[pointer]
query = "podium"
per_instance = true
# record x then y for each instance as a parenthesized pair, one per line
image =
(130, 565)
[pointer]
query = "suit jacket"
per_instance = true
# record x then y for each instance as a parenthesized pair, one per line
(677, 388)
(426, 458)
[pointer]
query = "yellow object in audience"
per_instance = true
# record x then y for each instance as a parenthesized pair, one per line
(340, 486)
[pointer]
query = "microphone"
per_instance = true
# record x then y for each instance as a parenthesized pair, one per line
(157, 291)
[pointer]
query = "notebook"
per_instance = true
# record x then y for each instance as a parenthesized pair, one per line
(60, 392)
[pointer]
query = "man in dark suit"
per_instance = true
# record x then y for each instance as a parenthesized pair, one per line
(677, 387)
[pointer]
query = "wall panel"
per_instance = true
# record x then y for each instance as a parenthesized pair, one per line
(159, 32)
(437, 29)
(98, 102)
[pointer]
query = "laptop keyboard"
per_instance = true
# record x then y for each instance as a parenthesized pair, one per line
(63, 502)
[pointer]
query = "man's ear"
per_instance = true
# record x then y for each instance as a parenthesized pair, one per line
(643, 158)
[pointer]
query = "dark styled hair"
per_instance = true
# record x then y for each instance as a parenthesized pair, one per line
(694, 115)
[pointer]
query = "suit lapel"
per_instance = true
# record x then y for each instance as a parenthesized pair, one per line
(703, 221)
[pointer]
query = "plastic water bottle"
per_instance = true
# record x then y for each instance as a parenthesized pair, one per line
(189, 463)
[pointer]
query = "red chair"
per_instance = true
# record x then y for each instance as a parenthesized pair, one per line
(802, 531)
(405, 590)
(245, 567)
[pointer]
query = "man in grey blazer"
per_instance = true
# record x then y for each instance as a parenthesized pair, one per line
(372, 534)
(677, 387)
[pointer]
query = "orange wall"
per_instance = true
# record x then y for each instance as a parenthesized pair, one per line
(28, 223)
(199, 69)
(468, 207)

Task description: Print out every entry, keeping each one exact.

Result:
[pointer]
query = "podium"
per_instance = true
# record x then y for each instance as a parenthesized pair, one per line
image =
(130, 565)
[pointer]
query = "suit jacket"
per_instance = true
# record x then y for each instance as a parenthesized pair, one per line
(677, 388)
(426, 458)
[pointer]
query = "yellow object in audience"
per_instance = true
# record x then y for each instance as a parenthesized pair, one per line
(340, 486)
[pointer]
query = "microphone"
per_instance = true
# record x then y for each instance as a parenthesized pair, one per line
(157, 291)
[pointer]
query = "notebook"
per_instance = true
# record x then y for each instance as a parenthesized pair, one per line
(60, 392)
[pointer]
query = "man in dark suit"
per_instance = true
# record x then y for each instance as a parenthesized pair, one per line
(677, 387)
[pointer]
query = "wall panel"
per_instance = true
# record x then y for each instance as a parenthesized pair, one per line
(159, 32)
(437, 29)
(98, 102)
[pointer]
query = "laptop keyboard"
per_instance = true
# record x then y for each instance as a parenthesized pair, one per line
(63, 502)
[pointer]
query = "man's ear"
per_instance = true
# record x then y for each instance as a parenthesized pair, one per line
(643, 158)
[pointer]
query = "dark styled hair"
per_instance = true
# record x then y for each instance as a parenthesized pair, one per line
(694, 115)
[pointer]
query = "suit lapel"
per_instance = true
# record x then y for each instance as a parenthesized pair, one per line
(703, 221)
[pointer]
query = "plastic water bottle"
per_instance = true
# record x then y for each instance as a parenthesized pair, one per line
(189, 463)
[pointer]
query = "red chair"
per_instance = true
# record x then y for each instance as a parenthesized pair, one per line
(802, 531)
(405, 590)
(245, 567)
[pointer]
query = "man in grey blazer"
per_instance = true
# record x then y for each instance as a parenthesized pair, one per line
(372, 534)
(677, 387)
[pointer]
query = "orange wall"
per_instance = true
# record x then y for each instance as a parenthesized pair, one per line
(28, 223)
(199, 69)
(468, 207)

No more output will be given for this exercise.